STATED GOAL A: Copy word for word the stretch of the Bagram passage from "Sarah looked with" through "disgusted by it.".
STATED GOAL B:
Answer these questions using the Bagram passage.
(i) In what year did President Franklin D. Roosevelt conceive of the USO?
(ii) How long would soldiers heading to Ranger Regiment stop at Bagram?
(iii) What does JOC stand for?

TEXT PASSAGE:
"""
Bagram also attends to the emotional needs of the troops by providing two United Service Organizations centers. These were congressionally chartered and designed during World War II to lift the spirits of service members heading into battle and the families who awaited their return. President Franklin D. Roosevelt conceived of the USO in 1941 just as war began to look imminent; three months later Hollywood actor Bob Hope assembled a group of celebrities and together they put on an unforgettable show for airmen based at California’s March Field. Then the war started and so did the massive mobilization of men from across the United States. In 1943, Hope and a few others entertained troops fighting in Europe and North Africa, and so began a tradition of USO tours that has never stopped. Over the years some of the biggest names of their era, from Lena Horne and John Wayne to Lou Rawls, Sheryl Crow, Toby Keith, Ben Stiller, and Stephen Colbert, have taken part in USO tours to support the troops. One of Bagram’s USO centers is named for former Arizona Cardinals football star Pat Tillman, who gave up a promising NFL career to join the Rangers after the attacks of 9/11 and was tragically killed three years later by friendly fire in eastern Afghanistan.

Sarah looked with dismay at the wretched excess of a fortified city soaked in first-world conveniences, smack in the middle of one of the world’s poorest and most conflict-ridden countries. She had been raised by her family to live simply, without unnecessary creature comforts, and what she saw was demoralizing. She felt disgusted by it.

People here on base are living like pigs, she thought. No wonder they say Afghans resent us. Who wouldn’t?

For the CSTs, like thousands of other troops, Bagram was the final taste of America on the way to war. The soldiers heading to Ranger Regiment would stop there only a couple of days, just long enough to pick up gear, receive briefings, and process paperwork. They’d get their final assignments and—most important of all—learn which CST they would be paired with.

They would also be introduced to the Joint Operations Center, or JOC, a wartime nerve center where they received an overall intelligence brief on the kinds of missions that lay ahead and the various threats they would be facing. Most of the bases where they’d be serving would have them. At the start of America’s decade of war, bureaucratic barriers prevented vital information from reaching troops serving in Iraq and Afghanistan. This information blockage was part of what McChrystal had tackled as JSOC commander. No central system existed to collect, collate, and coordinate the intel that was daily being uncovered in the increasing number of special operations raids on insurgent networks. This meant valuable information remained in offices, buried under stacks of reports, stuffed away in desk drawers, or, worse, consigned to the trash. Often it never reached the people on the ground who might best understand it and be in a position to use the many details it held—down to the smallest nuggets of data that could save lives. The JOCs were born to improve the flow of information by building local structures and systems in which intel could be gathered, shared, and acted upon in real time across special operations units and top-secret government agencies. These high-tech stations could be found in various regions of Afghanistan, sitting in the middle of towns and villages that regularly lost electricity—if they had it at all—and often had no running water. By the time the CSTs arrived, the JOCs played a central and vital role in the wartime landscape.
"""
GIVEN RECORDS:
"""
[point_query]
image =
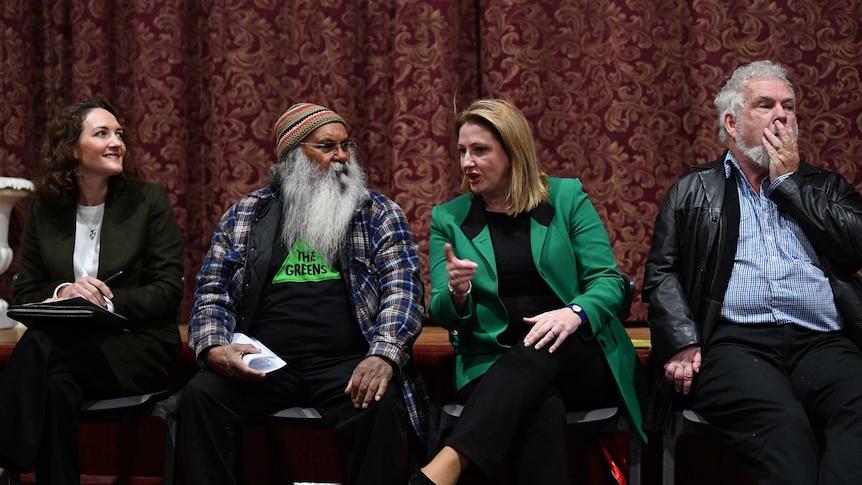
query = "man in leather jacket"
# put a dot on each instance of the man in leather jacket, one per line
(755, 306)
(324, 273)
"""
WRITTEN REPLY A:
Sarah looked with dismay at the wretched excess of a fortified city soaked in first-world conveniences, smack in the middle of one of the world’s poorest and most conflict-ridden countries. She had been raised by her family to live simply, without unnecessary creature comforts, and what she saw was demoralizing. She felt disgusted by it.

WRITTEN REPLY B:
(i) 1941
(ii) Only a couple of days
(iii) Joint Operations Center